TEXT.
%%

CICD Phased Rollout
Introduction
A phased rollout (also known as incremental deployment or progressive delivery) is a CI/CD deployment strategy that gradually releases new versions of an application to subsets of users before deploying to the entire user base. Unlike a traditional all-at-once deployment, phased rollouts reduce risk by allowing teams to validate changes with a limited audience before affecting all users.
This approach is especially valuable when you're uncertain about how a new release might perform in production or when you want to gather user feedback on new features incrementally.
Why Use Phased Rollouts?
Phased rollouts offer several key benefits:
- Reduced Risk: By limiting the scope of deployment, potential issues affect fewer users
- Early Detection: Problems can be identified before they impact the entire user base
- Controlled Testing: Real-world usage data can be gathered from a subset of users
- Easy Rollback: If problems occur, only a portion of the infrastructure needs to be reverted
- Confidence Building: Teams can gain confidence in changes before full deployment
Common Phased Rollout Strategies
Let's explore the most popular phased rollout approaches:
1. Canary Deployments
Canary deployments (named after the "canary in a coal mine" concept) direct a small percentage of traffic to the new version while the majority continues to use the stable version.
Example Implementation with Kubernetes:
apiVersion: networking.istio.io/v1alpha3
kind: VirtualService
metadata:
name: my-service
spec:
hosts:
- my-service
http:
- route:
- destination:
host: my-service
subset: v1
weight: 95
- destination:
host: my-service
subset: v2
weight: 5
In this example, Istio (a service mesh) is used to direct 5% of traffic to the new version (v2) while keeping 95% on the stable version (v1).

%%

In the text on phased rollouts, copy out word for word the passage that begins at the words "CICD Phased Rollout" and stops after the words "affecting all users.".

STORED DATA.

%%

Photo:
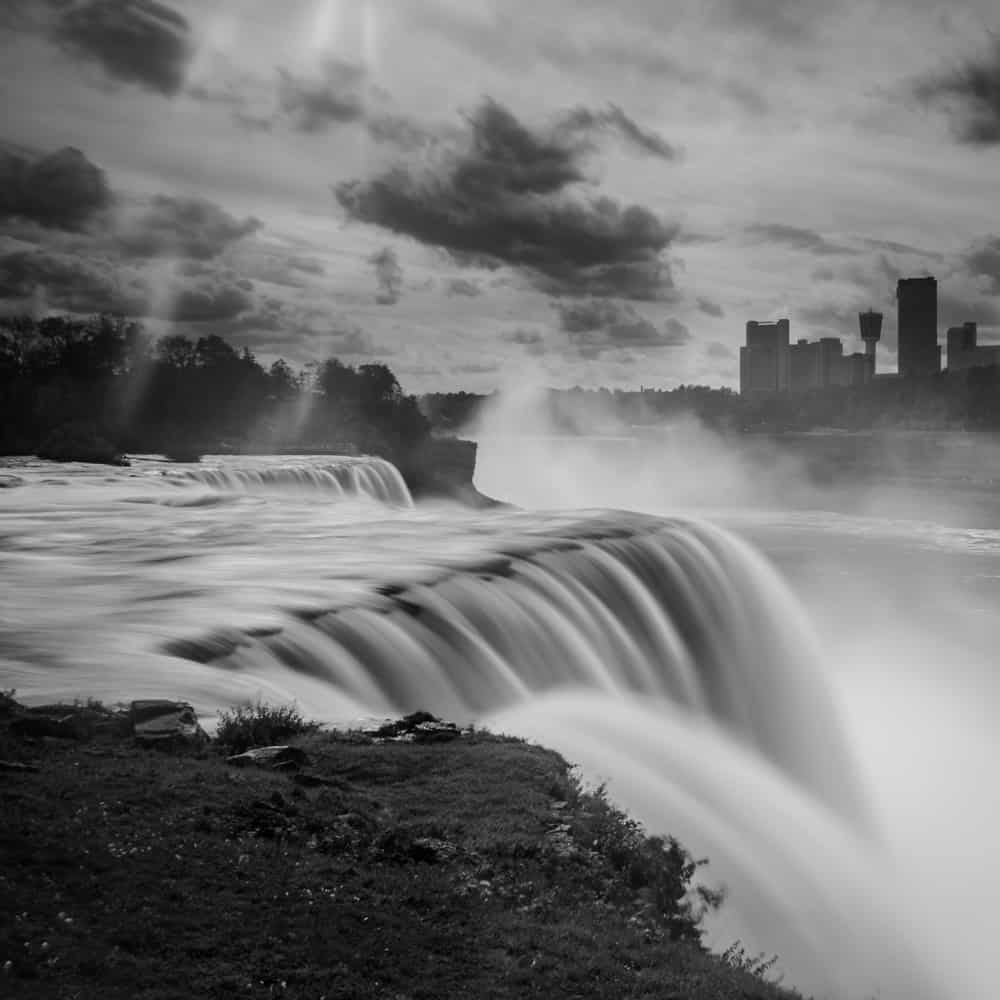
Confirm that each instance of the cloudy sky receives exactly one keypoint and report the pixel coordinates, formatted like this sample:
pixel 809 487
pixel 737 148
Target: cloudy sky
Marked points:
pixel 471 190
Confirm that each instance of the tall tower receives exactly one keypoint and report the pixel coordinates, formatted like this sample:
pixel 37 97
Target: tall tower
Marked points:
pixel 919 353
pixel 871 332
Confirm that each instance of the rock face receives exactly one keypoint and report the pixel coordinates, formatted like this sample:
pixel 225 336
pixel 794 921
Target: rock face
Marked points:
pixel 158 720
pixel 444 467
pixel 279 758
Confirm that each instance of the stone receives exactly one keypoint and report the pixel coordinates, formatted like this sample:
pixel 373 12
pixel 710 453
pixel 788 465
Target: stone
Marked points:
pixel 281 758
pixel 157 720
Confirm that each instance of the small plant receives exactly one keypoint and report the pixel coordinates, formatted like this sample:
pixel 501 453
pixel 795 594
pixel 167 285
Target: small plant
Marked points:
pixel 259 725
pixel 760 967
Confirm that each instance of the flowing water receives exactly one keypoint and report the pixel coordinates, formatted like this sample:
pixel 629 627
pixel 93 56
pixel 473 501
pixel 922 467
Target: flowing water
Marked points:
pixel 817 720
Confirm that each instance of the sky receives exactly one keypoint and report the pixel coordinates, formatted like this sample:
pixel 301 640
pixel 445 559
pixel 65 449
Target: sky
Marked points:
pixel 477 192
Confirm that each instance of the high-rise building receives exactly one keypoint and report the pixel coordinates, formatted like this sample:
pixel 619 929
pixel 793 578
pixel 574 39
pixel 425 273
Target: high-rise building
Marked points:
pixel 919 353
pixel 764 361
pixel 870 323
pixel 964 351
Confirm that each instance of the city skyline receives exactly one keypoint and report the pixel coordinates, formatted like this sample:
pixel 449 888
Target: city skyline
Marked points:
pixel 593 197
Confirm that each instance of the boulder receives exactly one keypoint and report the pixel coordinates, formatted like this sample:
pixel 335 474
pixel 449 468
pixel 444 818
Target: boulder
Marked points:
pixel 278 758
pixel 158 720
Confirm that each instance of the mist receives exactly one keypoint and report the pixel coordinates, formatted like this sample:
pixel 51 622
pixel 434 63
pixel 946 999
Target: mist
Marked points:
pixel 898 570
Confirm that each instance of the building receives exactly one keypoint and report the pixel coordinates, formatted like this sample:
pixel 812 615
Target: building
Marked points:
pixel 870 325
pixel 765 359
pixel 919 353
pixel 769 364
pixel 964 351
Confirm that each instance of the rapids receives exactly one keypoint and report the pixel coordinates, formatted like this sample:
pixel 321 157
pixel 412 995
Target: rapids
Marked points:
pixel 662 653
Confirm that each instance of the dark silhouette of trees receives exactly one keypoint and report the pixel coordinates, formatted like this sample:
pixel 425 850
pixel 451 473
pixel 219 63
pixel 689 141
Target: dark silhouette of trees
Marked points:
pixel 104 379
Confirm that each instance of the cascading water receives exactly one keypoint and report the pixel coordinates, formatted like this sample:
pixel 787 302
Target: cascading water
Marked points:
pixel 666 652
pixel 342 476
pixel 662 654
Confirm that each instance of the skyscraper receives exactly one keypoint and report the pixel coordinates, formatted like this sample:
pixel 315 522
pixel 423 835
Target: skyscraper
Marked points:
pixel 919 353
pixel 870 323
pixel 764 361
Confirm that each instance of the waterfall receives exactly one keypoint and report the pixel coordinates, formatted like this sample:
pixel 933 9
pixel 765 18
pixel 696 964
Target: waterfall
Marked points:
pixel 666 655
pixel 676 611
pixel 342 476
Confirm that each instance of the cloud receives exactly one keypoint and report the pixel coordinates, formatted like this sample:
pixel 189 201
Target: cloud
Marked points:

%%

WRITTEN ANSWER.
CICD Phased Rollout
Introduction
A phased rollout (also known as incremental deployment or progressive delivery) is a CI/CD deployment strategy that gradually releases new versions of an application to subsets of users before deploying to the entire user base. Unlike a traditional all-at-once deployment, phased rollouts reduce risk by allowing teams to validate changes with a limited audience before affecting all users.